Task requirements: With nothing added and nothing dropped, write out all of the entries below.

Records shown:
□ □ □ □ □ □ □

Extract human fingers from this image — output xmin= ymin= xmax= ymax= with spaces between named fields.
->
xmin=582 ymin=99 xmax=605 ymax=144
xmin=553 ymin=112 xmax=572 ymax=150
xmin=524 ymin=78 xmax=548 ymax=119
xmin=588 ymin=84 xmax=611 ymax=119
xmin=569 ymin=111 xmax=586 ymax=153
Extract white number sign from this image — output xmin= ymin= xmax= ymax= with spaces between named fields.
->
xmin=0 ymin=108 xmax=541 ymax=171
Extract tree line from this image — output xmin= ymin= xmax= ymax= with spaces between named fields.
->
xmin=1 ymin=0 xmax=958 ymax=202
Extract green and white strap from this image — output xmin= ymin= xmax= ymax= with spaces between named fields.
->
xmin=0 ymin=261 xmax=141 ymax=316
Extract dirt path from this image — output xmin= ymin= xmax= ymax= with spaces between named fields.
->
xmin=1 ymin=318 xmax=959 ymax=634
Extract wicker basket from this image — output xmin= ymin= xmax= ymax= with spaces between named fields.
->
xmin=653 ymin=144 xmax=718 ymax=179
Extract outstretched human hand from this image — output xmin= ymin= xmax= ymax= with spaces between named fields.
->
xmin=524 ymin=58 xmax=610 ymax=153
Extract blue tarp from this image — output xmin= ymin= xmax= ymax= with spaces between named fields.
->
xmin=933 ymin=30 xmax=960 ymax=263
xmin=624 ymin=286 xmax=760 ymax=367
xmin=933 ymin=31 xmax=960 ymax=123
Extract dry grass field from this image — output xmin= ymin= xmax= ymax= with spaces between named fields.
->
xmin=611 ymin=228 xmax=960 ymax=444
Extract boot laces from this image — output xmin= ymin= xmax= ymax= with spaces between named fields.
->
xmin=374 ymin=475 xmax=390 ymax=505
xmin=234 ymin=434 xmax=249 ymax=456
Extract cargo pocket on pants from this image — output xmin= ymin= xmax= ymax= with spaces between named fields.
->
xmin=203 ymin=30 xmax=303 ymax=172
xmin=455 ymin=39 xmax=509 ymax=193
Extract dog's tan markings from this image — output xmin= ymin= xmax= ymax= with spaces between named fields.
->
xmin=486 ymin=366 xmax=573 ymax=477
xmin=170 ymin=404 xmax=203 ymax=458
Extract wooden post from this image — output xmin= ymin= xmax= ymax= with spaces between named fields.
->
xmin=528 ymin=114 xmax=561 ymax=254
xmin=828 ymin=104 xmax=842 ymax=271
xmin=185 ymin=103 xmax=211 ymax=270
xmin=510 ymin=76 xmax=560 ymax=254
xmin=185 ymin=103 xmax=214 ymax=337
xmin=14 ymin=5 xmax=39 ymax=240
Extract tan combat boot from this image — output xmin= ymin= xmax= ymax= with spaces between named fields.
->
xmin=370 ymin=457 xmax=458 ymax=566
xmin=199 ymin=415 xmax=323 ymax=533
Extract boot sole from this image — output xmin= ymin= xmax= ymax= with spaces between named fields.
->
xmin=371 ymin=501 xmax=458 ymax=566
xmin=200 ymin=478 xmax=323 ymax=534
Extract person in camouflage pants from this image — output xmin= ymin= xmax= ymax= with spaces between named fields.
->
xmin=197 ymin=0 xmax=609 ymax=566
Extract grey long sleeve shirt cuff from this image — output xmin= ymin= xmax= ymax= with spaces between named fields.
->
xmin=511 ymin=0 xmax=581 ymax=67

□ □ □ □ □ □ □

Answer to the exercise:
Extract human fingers from this image — output xmin= ymin= xmax= ymax= with spaces between named fields.
->
xmin=582 ymin=99 xmax=605 ymax=144
xmin=553 ymin=112 xmax=572 ymax=150
xmin=524 ymin=78 xmax=548 ymax=119
xmin=588 ymin=84 xmax=611 ymax=119
xmin=569 ymin=111 xmax=586 ymax=153
Extract white number sign from this image — output xmin= ymin= xmax= ymax= with spaces between named fields.
->
xmin=0 ymin=108 xmax=541 ymax=171
Extract tree line from this image — output xmin= ymin= xmax= ymax= with spaces between named fields.
->
xmin=1 ymin=0 xmax=958 ymax=202
Extract green and white strap from this image — output xmin= ymin= xmax= ymax= with spaces between named fields.
->
xmin=0 ymin=261 xmax=141 ymax=316
Extract dirt path from this image — output xmin= ymin= xmax= ymax= with spaces between named fields.
->
xmin=1 ymin=318 xmax=959 ymax=634
Extract wicker basket from this image — output xmin= ymin= xmax= ymax= with spaces between named fields.
->
xmin=653 ymin=144 xmax=718 ymax=179
Extract outstretched human hand from this image — output xmin= ymin= xmax= ymax= with spaces between named fields.
->
xmin=524 ymin=58 xmax=610 ymax=153
Extract blue tarp from this image — output xmin= ymin= xmax= ymax= with spaces between named fields.
->
xmin=933 ymin=30 xmax=960 ymax=263
xmin=624 ymin=286 xmax=760 ymax=367
xmin=933 ymin=31 xmax=960 ymax=123
Extract dry grass field from this image — output xmin= ymin= xmax= ymax= with spaces between named fields.
->
xmin=611 ymin=228 xmax=960 ymax=444
Extract boot laces from this image — output xmin= ymin= xmax= ymax= with spaces between named fields.
->
xmin=374 ymin=475 xmax=390 ymax=505
xmin=234 ymin=434 xmax=249 ymax=456
Extract cargo pocket on pants from this image — output xmin= ymin= xmax= ymax= with spaces between named fields.
->
xmin=203 ymin=30 xmax=303 ymax=172
xmin=455 ymin=39 xmax=509 ymax=193
Extract dog's tan markings from this image — output xmin= ymin= xmax= ymax= with spaces between named fields.
->
xmin=486 ymin=366 xmax=573 ymax=477
xmin=170 ymin=404 xmax=203 ymax=458
Extract wooden post from this image — output xmin= ymin= xmax= ymax= with spaces between named fields.
->
xmin=528 ymin=114 xmax=561 ymax=254
xmin=828 ymin=104 xmax=842 ymax=271
xmin=185 ymin=103 xmax=211 ymax=270
xmin=510 ymin=76 xmax=560 ymax=254
xmin=185 ymin=103 xmax=214 ymax=337
xmin=14 ymin=5 xmax=39 ymax=240
Extract tan combat boot from this image — output xmin= ymin= xmax= ymax= with spaces between named fields.
->
xmin=370 ymin=457 xmax=458 ymax=566
xmin=199 ymin=415 xmax=323 ymax=533
Extract boot sole from this image — output xmin= ymin= xmax= ymax= with spaces between named fields.
->
xmin=371 ymin=501 xmax=458 ymax=566
xmin=200 ymin=478 xmax=323 ymax=534
Extract person in camouflage pants from this image — output xmin= ymin= xmax= ymax= with spaces between named fields.
->
xmin=197 ymin=0 xmax=609 ymax=566
Extract grey long sleeve shirt cuff from this image — output xmin= ymin= xmax= ymax= with spaces between named fields.
->
xmin=511 ymin=0 xmax=581 ymax=67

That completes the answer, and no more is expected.